# War Angeln gestern?



## Thomas9904 (20. Juni 2017)

Vorabveröffentlichung Mag Juli


*War Angeln gestern?​*
Angelrute verwenden?

"Männersport"?

HiTec-Gerät?

Alles von Gestern?

Bikini, warmes Wasser (damit man rein kann ,-)) und große Welse, schon kann man "noodlen".

Der Begriff hats ja inwischen schon ins Wiki geschafft, auch ins deutschsprachige:
Noodling-Wikipedia

Da wird das allerdings als "archaische" Methode definiert und als "Zeitvertreib „hinterwäldlerischer Rednecks“ "..

Immerhin wird erwähnt, dass auch Frauen das mal versuchen in letzter Zeit.

*Wer also mal "archaischen" Sport "hinterwäldlerischer Rednecks" sehen will* - bitte sehr:




Thomas Finkbeiner


----------



## Thomas9904 (20. Juni 2017)

*AW: War Angeln gestern?*

So cool muss man(n) auch erst mal sein! 

OHNE JEDES Zucken und Erschrecken bleibt die, als der Fisch packt und sie zugreift.

Auch, auch als bekennender Macho, von mir:
Gröschder Reschbeggd!


----------



## Professor Tinca (20. Juni 2017)

*AW: War Angeln gestern?*

Coole Sache.#6

Zwar nicht mit angeln vergleichbar aber als Zweithobby denkbar.

Ich würde auch mit reinspringen und das glitschge Teil packen.....:m

Den Wels könnte sie ja halten.|kopfkrat


----------



## Thomas9904 (20. Juni 2017)

* BEREITGESTELLTE DATEN:
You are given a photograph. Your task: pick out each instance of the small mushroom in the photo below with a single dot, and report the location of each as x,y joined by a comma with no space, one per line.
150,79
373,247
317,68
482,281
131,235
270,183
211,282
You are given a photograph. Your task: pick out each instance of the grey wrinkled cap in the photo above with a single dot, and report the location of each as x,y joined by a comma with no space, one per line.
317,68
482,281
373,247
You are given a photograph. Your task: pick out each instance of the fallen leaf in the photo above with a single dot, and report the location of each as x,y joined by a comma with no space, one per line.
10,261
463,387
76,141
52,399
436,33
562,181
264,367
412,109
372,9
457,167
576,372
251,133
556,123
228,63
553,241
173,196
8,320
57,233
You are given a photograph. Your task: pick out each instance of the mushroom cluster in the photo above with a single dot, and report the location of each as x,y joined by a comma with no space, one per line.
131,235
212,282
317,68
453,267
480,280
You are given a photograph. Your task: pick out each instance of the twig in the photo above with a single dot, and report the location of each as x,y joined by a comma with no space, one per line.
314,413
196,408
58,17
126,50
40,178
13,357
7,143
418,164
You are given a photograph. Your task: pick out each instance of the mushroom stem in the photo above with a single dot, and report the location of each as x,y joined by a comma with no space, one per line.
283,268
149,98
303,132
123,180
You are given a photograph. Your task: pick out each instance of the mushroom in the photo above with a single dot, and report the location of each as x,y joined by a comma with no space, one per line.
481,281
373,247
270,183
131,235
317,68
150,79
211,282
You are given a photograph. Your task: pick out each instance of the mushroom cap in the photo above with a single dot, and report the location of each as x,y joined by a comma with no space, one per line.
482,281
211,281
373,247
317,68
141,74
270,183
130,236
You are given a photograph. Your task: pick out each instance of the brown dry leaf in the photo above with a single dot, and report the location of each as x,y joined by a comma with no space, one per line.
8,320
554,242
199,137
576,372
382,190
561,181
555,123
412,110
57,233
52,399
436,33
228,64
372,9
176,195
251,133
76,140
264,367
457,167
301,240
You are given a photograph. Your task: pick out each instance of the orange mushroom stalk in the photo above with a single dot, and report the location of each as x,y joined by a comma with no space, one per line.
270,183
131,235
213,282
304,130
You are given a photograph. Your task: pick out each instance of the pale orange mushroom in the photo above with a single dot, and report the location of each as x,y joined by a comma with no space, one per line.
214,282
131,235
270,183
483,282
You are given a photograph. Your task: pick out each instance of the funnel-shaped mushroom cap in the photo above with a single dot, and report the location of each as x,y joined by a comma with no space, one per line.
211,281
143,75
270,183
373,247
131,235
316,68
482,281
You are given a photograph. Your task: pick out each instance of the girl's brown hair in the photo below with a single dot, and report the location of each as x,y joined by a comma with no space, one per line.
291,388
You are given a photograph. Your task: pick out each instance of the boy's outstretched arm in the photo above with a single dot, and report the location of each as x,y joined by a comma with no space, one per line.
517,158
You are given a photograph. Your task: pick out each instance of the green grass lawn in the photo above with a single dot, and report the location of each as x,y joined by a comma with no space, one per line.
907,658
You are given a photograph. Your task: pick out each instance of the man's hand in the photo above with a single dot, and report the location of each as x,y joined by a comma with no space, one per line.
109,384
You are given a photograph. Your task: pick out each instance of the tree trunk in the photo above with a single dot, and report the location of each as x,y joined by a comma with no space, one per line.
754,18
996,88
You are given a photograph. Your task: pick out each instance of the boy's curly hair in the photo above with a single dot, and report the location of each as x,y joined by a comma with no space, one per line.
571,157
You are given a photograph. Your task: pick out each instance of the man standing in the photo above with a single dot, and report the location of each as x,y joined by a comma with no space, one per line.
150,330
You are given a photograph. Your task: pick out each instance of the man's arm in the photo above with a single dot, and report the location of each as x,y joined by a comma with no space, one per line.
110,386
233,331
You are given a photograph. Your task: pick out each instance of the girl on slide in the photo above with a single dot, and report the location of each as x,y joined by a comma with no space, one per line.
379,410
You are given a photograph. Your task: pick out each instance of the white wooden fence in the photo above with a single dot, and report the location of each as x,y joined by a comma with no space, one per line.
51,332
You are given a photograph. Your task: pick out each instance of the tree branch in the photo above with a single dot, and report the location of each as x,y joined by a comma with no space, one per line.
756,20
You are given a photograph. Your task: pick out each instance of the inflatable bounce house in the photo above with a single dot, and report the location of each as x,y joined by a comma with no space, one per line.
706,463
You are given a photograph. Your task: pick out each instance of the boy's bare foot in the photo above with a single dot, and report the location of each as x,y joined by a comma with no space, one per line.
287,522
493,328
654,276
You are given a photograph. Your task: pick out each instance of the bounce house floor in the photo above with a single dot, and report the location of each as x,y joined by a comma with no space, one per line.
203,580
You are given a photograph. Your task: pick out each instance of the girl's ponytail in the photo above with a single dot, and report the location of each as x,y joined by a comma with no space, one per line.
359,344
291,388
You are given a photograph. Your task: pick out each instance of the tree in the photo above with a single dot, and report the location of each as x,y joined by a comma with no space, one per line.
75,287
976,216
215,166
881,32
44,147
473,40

* AUFGABEN:
[1] Schreibe aus dem Forumsthread über das Noodling den Abschnitt wortgetreu ab, der mit den Worten „Bikini, warmes Wasser“ beginnt und mit „in letzter Zeit.“ endet.
[2] Greife den Forumsthread über das Noodling an seinem Ende auf und schreibe ihn weiter.

* LÖSUNGEN:
[1]
Bikini, warmes Wasser (damit man rein kann ,-)) und große Welse, schon kann man "noodlen".

Der Begriff hats ja inwischen schon ins Wiki geschafft, auch ins deutschsprachige:
Noodling-Wikipedia

Da wird das allerdings als "archaische" Methode definiert und als "Zeitvertreib „hinterwäldlerischer Rednecks“ "..

Immerhin wird erwähnt, dass auch Frauen das mal versuchen in letzter Zeit.

[2]
*AW: War Angeln gestern?*

nanana!!
:q:q:q


----------



## phirania (20. Juni 2017)

*AW: War Angeln gestern?*

Daher also der Begriff,Fischgeruch...:q:q:q

Ein beherzter Griff an die richtige Stelle.....|rolleyes


----------



## Kochtopf (20. Juni 2017)

*AW: War Angeln gestern?*



phirania schrieb:


> Daher also der Begriff,Fischgeruch...:q:q:q
> 
> Ein beherzter Griff an die richtige Stelle.....|rolleyes



Wenn es DA zubeißen würde würdest du ganz schön sparsam aus der Wäsche (Monokini?) schauen


----------



## Thomas9904 (20. Juni 2017)

*AW: War Angeln gestern?*

niedere Instinkte seh ich hier (und meine nicht Jagdtrieb)
  ;-))


----------



## glavoc (20. Juni 2017)

*AW: War Angeln gestern?*

nein angeln ist nicht von gestern, aber: es gibt weitaus mehr Möglichkeiten seinen Fisch zu fangen ausser mit Rute und Rolle. Jedoch ist hier durch Gesetzeslage und "Tradition" der fischende Horizont doch sehr, sehr beschränkt^^...
Von daher rührt das erstaunen über unorthodoxe Methoden (und ebenso die Verurteilung selbiger).
lg


----------



## Pupser (20. Juni 2017)

*AW: War Angeln gestern?*

Das einzig "Mutige" finde ich daran, den Katzenwels samt Stachel an der Rückenflosse einfach mal so über die Schulter zu werfen ...
Oder haben die in den Staaten diesen Stachel nicht???


----------



## porbeagle (20. Juni 2017)

*AW: War Angeln gestern?*

Aber neu ist es nicht.

Noodler gibt es schon seit  ewigen Zeiten bei den Amis.


----------



## paulmeyers (20. Juni 2017)

*AW: War Angeln gestern?*

Jo, gibt es schon lange und ist in manchen Bundesstaaten verboten, da es zu heftigen Verletzungen am 11. Finger kam.-.


----------



## Peter_Piper (21. Juni 2017)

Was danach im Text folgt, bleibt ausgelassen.